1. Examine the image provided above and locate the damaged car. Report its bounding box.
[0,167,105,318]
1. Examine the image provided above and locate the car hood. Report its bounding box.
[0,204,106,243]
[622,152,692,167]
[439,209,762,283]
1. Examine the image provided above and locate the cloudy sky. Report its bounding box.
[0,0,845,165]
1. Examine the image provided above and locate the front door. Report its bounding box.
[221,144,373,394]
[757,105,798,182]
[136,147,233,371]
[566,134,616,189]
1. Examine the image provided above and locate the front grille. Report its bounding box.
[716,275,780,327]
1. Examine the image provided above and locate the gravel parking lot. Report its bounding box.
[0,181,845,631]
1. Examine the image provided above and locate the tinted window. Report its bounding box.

================

Copy all of the material above word for word, keeping every line the same.

1. Examine the image provided above and locate the damaged car. Report its bounding box.
[0,167,105,318]
1. Examine the image provided above and locate the car hood. Report its bounding box.
[0,204,106,243]
[622,152,692,167]
[439,209,762,283]
1. Examine the image provided above and locate the cloudy sky. Report its bounding box.
[0,0,845,165]
1. Examine the image provided above and locate the front door. Report its bounding box.
[221,144,373,394]
[757,105,798,182]
[136,147,233,371]
[566,134,616,189]
1. Examine the image provided above and locate the front grille. Report its bounding box.
[716,275,780,327]
1. Examine the image provided above and locate the gravel parking lot. Report its bounding box.
[0,181,845,631]
1. Examine the image provided above and locate the tinted window. Report its bounding box.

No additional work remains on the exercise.